» Instruções
**a)** Responda com base no texto sobre a regulação das redes sociais:
(i) Em que dia, segundo o texto, o Globo informou sobre o julgamento no Supremo Tribunal Federal?
(ii) Quem chegou a criar uma comissão especial para apreciar o Projeto das Redes Sociais?
(iii) Qual data o texto dá para a diplomação de Lula?
**b)** Passe para o inglês esta frase do texto sobre a regulação das redes sociais: "As redes sociais, trincheiras onde se abrigam os golpistas para atacar as instituições democráticas e ameaçar autoridades, começam a ser ocupadas pela Justiça."
**c)** Dê sequência ao texto sobre a regulação das redes sociais, prosseguindo a partir da última frase.

=== Texto da página ===

As redes sociais, trincheiras onde se abrigam os golpistas para atacar as instituições democráticas e ameaçar autoridades, começam a ser ocupadas pela Justiça.
O Globo deste domingo, 24/11, informa sobre o julgamento, no Supremo Tribunal Federal, de ações que tratam da responsabilização das redes sociais pelos conteúdos publicados e criam regras para o funcionamento das plataformas.
Embora venha no rastro da operação da Polícia Federal que prendeu um grupo de militares do Exército – entre eles o general Mário Fernandes, ex-integrante do núcleo duro do governo de Jair Bolsonaro – e da conclusão do inquérito que indicia 37 bolsonaristas – Jair inclusive – por participação em atividades golpistas, o julgamento já estava pautado antes desses dois fatos.
A regulamentação das redes sociais e a criação de regras de responsabilização das plataformas pelo que cada uma publica, aliás, já poderiam estar em vigor. E só não existem por pressão da bancada conservadora no Congresso Nacional que, há muito, impede a votação do Projeto das Redes Sociais.
Esse projeto já teve até urgência para votação aprovada e o presidente da Câmara, deputado Arthur Lira, chegou a criar uma comissão especial para apreciá-lo. Mas o texto, até hoje, dorme em alguma gaveta…
O argumento dos conservadores para não votar a regulamentação das plataformas é sempre o mesmo: a ameaça à liberdade de expressão. Fingindo defender um direito, confundem a opinião pública espalhando desinformação, ataques à democracia e incentivam golpes de estado que acabariam com todos os direitos de todos os cidadãos.
Não há um inquérito, entre todos esses abertos desde o advento do bolsonarismo para investigar tentativas de golpe, que não mostre – com abundância – a atuação de milícias digitais especializadas no uso de alguma dessas plataformas virtuais para a disseminação de mensagens antidemocráticas e ameaças golpistas.
Aproveitando essa falta de regulamentação, os golpistas nunca tiveram nenhum pudor em usar as redes para divulgar suas mensagens. Foi assim nos atentados em Brasília no 12 de dezembro de 2022, dia da diplomação de Lula. Foi assim para manter a manipulação coletiva dos que inchavam os acampamentos em frente a quartéis em todo o país. Era nas redes e pelas redes que pregavam o golpe.

=== Dados fornecidos ===

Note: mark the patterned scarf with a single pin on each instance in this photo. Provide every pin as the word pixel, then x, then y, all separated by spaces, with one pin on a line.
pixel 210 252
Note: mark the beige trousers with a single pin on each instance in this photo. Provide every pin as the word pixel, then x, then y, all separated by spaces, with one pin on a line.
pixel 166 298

===
=== Dados fornecidos ===

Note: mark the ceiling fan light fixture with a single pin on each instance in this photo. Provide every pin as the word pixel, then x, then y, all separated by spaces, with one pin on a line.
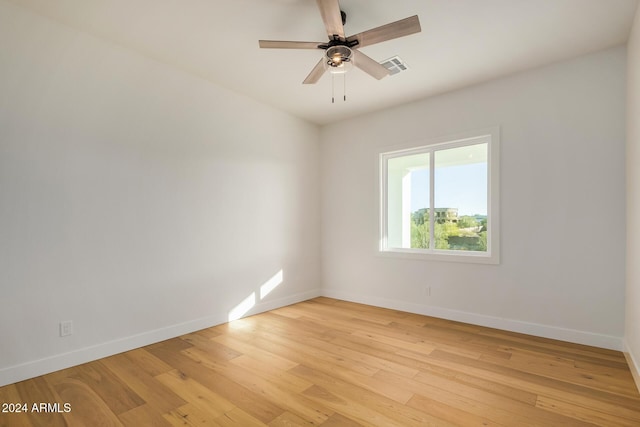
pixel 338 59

===
=== Dados fornecidos ===

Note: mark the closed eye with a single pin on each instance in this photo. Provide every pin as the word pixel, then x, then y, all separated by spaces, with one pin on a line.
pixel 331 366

===

» Respostas por tarefa
**a)**
(i) Domingo, 24/11.
(ii) O presidente da Câmara, deputado Arthur Lira.
(iii) 12 de dezembro de 2022.

**b)** Social media, trenches where coup plotters take shelter to attack democratic institutions and threaten authorities, are beginning to be occupied by the courts.

**c)**
Foi pelas redes, com uma forte crença na impunidade, que muitos confessaram – em fotos e vídeos – participação na invasão das sedes dos poderes em Brasília no 8 de janeiro de 23. E é pelas redes que se queixam dos julgamentos que levaram muitos para trás dos muros da Papuda.
Os processos em pauta no STF não dizem respeito direto à política. Um deles é até bem singelo. Uma dona de casa de São Paulo acionou a justiça para cobrar indenização porque teve o nome e a imagem usados para a disseminação de conteúdos ofensivos. Ganhou em primeira instância e o caso está no STF.
O resultado do julgamento terá, com certeza, influência na atuação dos ativistas virtuais. É coisa demorada, para ter fim no ano que vem ainda. Mas pode terminar com regras claras de responsabilização das plataformas pela transmissão de mensagens que firam qualquer regra legal. Já tivéssemos essas regras, os idealizadores do Plano Punhal Verde e Amarelo talvez pensassem melhor antes de se organizarem em grupos de mensagens e de trocar informações nas redes sociais.
A operação da PF desbaratando o grupo de Punhal Verde e Amarelo, a conclusão do inquérito das tentativas de golpe e a iminência da manifestação da Procuradoria Geral da República com a provável acusação aos indiciados deve arrefecer bastante o ânimo de eventuais golpistas e nos livrar, pelo menos por enquanto, de novos empurrões na Democracia.
A Polícia Federal mostra, com essas recentes operações, como é urgente a criação de regras para o funcionamento das plataformas da Internet. Existissem regras, o pessoal do general Mário Fernandes não teria tentado desembainhar o punhal.
Aliás, pensando em punhal e sem menosprezar o comportamento antidemocrático e a capacidade de executar um golpe dessa doentia direita, me parece que a trama esteve mais para comédia pastelão do que para golpe de estado com assassinato de autoridades.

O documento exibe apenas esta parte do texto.